Short problem:
Rewrite every line of the entries below as a numbered list, skipping blank lines and leaving out the pictures.

Data shown:
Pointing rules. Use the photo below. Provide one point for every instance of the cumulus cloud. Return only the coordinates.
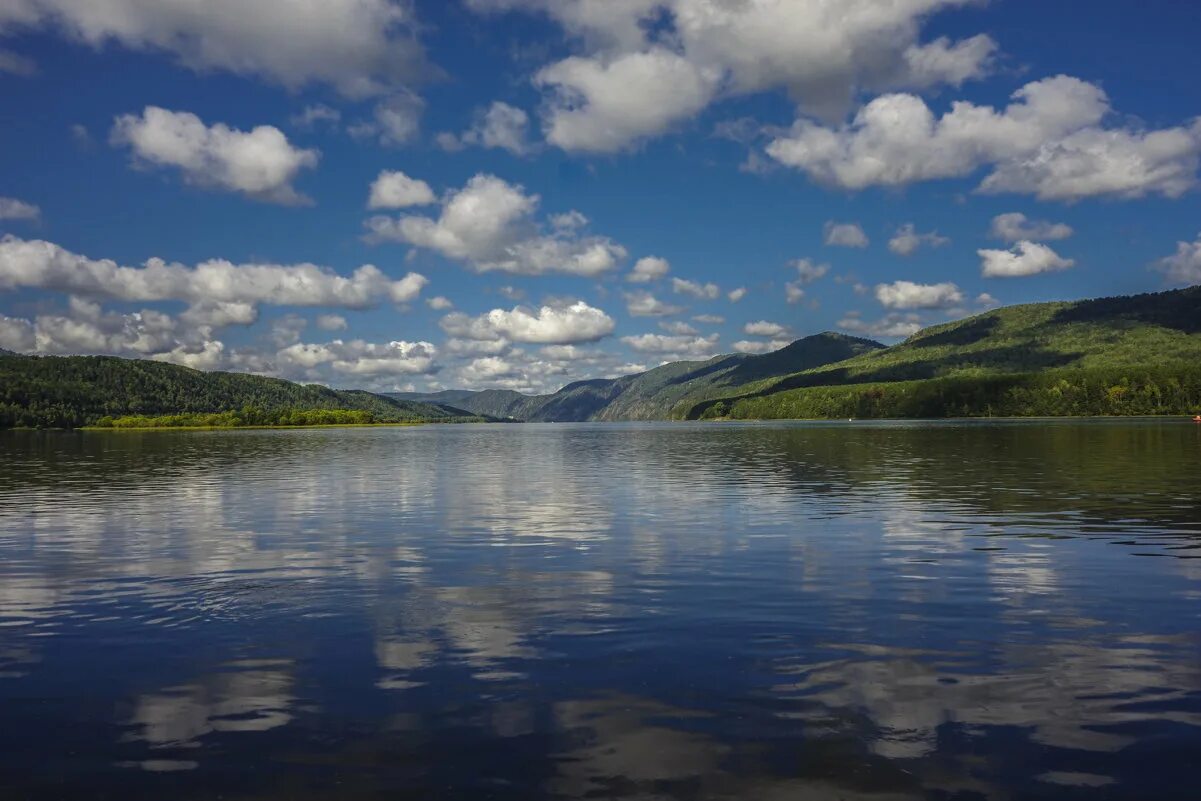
(500, 125)
(907, 294)
(260, 163)
(649, 65)
(765, 328)
(358, 47)
(548, 324)
(846, 234)
(1049, 142)
(759, 346)
(395, 120)
(895, 324)
(1184, 265)
(1016, 226)
(695, 290)
(490, 225)
(671, 346)
(644, 304)
(807, 272)
(13, 209)
(649, 268)
(360, 358)
(906, 241)
(393, 189)
(679, 328)
(609, 103)
(216, 288)
(1025, 258)
(332, 322)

Output for this exercise:
1. Pointing rules. Use the photo below. Provide one point for every instance of the cumulus cloud. Return only the coordinates.
2. (500, 125)
3. (907, 294)
4. (260, 163)
5. (649, 65)
6. (765, 328)
7. (358, 47)
8. (548, 324)
9. (846, 234)
10. (1049, 142)
11. (759, 346)
12. (395, 120)
13. (895, 324)
14. (1184, 265)
15. (1016, 226)
16. (695, 290)
17. (490, 225)
18. (671, 346)
19. (644, 304)
20. (807, 272)
21. (13, 209)
22. (649, 268)
23. (360, 358)
24. (906, 241)
25. (393, 189)
26. (679, 328)
27. (609, 103)
28. (216, 288)
29. (1025, 258)
30. (332, 322)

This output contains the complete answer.